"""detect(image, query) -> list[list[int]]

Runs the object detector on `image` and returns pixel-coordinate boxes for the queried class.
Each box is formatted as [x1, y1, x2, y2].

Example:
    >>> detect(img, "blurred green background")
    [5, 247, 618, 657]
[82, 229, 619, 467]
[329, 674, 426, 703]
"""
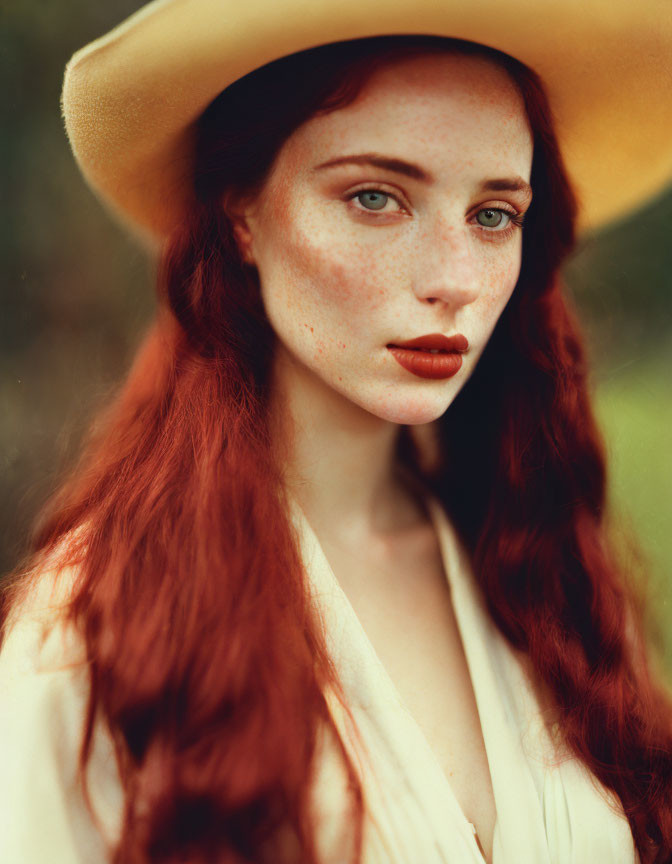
[0, 6, 672, 679]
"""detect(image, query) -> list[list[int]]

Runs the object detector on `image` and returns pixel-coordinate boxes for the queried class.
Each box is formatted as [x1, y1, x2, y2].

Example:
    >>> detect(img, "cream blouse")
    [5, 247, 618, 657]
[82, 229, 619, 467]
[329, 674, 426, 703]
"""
[0, 496, 639, 864]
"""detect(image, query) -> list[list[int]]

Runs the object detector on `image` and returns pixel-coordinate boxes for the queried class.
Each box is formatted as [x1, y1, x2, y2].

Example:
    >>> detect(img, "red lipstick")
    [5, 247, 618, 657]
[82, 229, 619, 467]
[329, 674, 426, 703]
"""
[387, 333, 469, 378]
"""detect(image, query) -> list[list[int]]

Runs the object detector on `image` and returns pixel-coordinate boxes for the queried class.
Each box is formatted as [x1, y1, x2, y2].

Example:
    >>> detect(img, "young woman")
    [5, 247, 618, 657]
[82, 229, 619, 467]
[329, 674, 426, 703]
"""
[0, 0, 672, 864]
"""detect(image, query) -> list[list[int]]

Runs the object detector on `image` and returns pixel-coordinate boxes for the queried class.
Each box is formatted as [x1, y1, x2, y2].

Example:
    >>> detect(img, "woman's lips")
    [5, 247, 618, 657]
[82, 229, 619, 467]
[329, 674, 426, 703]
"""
[387, 333, 469, 378]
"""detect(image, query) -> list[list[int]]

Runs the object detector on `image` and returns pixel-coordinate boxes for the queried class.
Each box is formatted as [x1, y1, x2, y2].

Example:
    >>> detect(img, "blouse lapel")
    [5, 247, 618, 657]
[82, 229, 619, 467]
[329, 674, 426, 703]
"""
[291, 492, 488, 864]
[428, 496, 550, 864]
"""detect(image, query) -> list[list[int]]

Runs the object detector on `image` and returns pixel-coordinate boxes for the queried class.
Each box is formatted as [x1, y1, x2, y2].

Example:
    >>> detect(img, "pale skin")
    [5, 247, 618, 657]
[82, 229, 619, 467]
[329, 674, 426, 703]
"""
[234, 54, 532, 861]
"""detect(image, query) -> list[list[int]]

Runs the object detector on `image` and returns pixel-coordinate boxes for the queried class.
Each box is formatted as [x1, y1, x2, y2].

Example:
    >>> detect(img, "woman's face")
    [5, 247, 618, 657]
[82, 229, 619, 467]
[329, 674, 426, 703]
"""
[237, 55, 532, 424]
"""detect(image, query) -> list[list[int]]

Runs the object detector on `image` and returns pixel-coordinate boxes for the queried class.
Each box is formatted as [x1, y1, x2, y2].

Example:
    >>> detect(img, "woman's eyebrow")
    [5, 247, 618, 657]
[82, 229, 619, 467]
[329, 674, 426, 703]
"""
[479, 177, 532, 200]
[313, 153, 532, 199]
[313, 153, 434, 183]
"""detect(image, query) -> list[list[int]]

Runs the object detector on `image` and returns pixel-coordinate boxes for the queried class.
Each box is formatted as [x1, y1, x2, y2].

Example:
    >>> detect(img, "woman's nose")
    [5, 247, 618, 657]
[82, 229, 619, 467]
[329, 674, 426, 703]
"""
[413, 221, 481, 308]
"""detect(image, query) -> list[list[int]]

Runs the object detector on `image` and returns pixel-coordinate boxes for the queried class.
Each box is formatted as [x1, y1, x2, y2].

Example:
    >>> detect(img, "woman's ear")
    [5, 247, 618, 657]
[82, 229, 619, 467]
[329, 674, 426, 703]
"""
[225, 199, 256, 266]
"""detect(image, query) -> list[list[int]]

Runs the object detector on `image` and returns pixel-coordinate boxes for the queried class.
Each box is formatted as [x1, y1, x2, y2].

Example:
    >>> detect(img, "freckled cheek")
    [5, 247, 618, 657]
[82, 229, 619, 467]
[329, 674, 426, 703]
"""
[290, 226, 390, 317]
[479, 255, 520, 315]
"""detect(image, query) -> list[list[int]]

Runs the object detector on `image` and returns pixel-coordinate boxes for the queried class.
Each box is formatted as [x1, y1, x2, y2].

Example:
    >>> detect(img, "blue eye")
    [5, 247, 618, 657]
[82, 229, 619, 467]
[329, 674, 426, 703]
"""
[354, 190, 390, 210]
[476, 207, 511, 229]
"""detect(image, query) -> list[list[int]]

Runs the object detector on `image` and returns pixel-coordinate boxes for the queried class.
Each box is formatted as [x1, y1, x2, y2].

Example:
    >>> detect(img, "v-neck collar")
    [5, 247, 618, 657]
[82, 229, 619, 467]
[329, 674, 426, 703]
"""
[289, 492, 550, 864]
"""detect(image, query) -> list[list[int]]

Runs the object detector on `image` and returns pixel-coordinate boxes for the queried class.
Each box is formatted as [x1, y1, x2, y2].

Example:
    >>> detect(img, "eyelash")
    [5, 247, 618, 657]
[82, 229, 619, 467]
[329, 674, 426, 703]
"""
[346, 186, 525, 240]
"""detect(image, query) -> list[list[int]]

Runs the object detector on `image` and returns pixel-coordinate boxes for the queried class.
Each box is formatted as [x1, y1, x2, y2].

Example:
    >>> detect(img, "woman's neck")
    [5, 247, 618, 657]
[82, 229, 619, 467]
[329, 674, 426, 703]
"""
[271, 352, 426, 542]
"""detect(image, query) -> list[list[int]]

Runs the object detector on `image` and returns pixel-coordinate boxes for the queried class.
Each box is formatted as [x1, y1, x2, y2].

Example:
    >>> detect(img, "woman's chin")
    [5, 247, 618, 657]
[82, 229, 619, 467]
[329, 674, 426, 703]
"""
[344, 394, 455, 426]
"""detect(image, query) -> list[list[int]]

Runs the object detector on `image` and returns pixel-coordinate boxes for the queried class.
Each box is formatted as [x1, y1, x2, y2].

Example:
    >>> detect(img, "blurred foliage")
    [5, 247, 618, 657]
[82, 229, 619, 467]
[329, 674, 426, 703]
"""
[0, 6, 672, 670]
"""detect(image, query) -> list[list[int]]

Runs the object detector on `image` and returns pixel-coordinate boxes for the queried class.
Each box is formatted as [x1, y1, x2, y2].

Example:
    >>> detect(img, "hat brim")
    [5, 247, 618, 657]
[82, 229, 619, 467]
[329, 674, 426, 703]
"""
[62, 0, 672, 241]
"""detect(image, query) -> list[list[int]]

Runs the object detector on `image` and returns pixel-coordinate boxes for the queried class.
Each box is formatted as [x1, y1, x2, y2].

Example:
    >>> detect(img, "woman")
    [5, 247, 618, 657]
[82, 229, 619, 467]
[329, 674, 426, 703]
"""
[0, 0, 672, 864]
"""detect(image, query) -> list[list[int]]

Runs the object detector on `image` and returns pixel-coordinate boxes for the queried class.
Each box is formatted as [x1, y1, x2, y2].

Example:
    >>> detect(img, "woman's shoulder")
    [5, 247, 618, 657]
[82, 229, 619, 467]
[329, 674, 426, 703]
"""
[0, 559, 122, 864]
[0, 547, 85, 677]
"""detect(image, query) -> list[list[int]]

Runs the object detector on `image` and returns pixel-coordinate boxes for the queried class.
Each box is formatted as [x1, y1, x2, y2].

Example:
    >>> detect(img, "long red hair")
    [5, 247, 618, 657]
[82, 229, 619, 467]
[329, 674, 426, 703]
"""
[2, 36, 672, 864]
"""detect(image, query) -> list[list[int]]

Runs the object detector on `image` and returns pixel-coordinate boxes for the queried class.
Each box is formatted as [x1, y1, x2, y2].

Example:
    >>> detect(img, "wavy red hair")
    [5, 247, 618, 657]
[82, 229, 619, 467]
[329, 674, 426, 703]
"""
[2, 37, 672, 864]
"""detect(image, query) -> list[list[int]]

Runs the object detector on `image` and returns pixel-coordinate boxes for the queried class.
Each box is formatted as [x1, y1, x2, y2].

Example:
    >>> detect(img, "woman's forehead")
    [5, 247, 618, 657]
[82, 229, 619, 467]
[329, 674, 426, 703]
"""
[279, 54, 532, 186]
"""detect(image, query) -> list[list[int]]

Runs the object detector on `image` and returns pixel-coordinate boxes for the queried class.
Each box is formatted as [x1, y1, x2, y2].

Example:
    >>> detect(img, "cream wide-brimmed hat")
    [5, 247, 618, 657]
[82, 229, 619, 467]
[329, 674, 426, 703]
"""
[62, 0, 672, 241]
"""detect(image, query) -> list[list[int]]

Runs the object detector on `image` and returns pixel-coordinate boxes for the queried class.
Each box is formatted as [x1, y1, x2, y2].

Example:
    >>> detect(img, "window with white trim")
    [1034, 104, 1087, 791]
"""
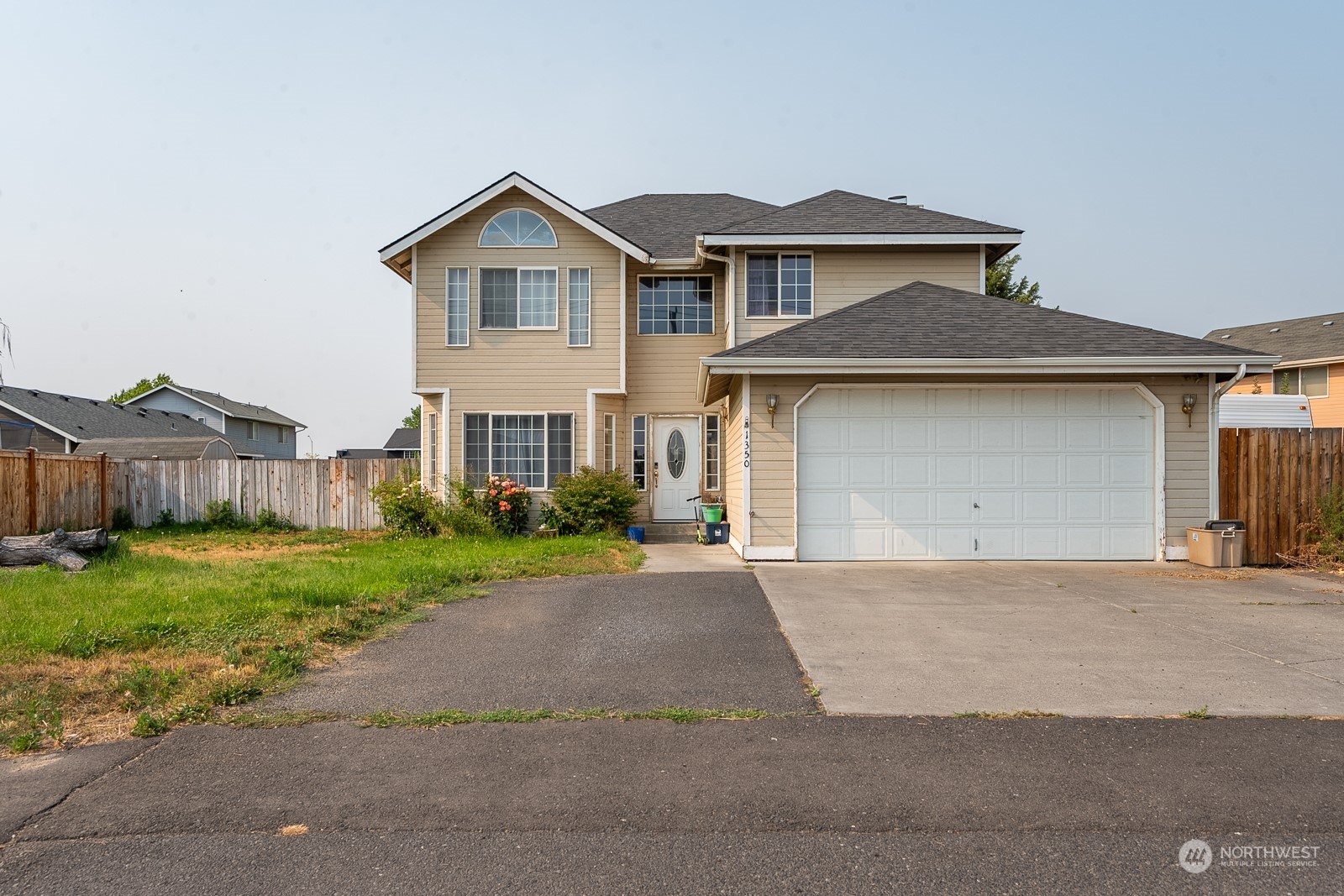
[638, 277, 714, 336]
[602, 414, 616, 473]
[444, 267, 472, 347]
[480, 208, 555, 249]
[480, 267, 559, 329]
[566, 267, 593, 348]
[425, 414, 438, 489]
[704, 414, 719, 491]
[630, 414, 649, 491]
[462, 414, 574, 489]
[748, 253, 811, 317]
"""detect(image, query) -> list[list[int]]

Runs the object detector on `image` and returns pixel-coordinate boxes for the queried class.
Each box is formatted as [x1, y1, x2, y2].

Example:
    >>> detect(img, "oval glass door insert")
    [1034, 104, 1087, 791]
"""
[668, 430, 685, 479]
++++++
**What the task asks:**
Rewrite the part of the records that runs from the start through the line containing "[0, 496, 639, 864]", replacing "object detector" with "region detector" and leaving everything else unchanged. Omit the pictures from your answer.

**Correct result:**
"""detect(image, query) -> list[list[int]]

Runs the region detector on `image` and returns pixel-coordinate boxes for the queried class.
Each box is formatted as [x1, y1, x2, y2].

Example:
    >>> detect(img, "blurred green background")
    [5, 247, 618, 657]
[82, 229, 619, 467]
[329, 674, 426, 703]
"""
[0, 6, 672, 679]
"""detect(image, query) -> list[list[int]]

Runs the region detector on `image` and returns pixel-coordinate boxes for the queried class.
Each box is formatted as [x1, y1, x2, y2].

Example:
    >>> detect(img, "cream blouse")
    [5, 247, 618, 657]
[82, 229, 619, 467]
[329, 674, 426, 703]
"""
[0, 496, 639, 864]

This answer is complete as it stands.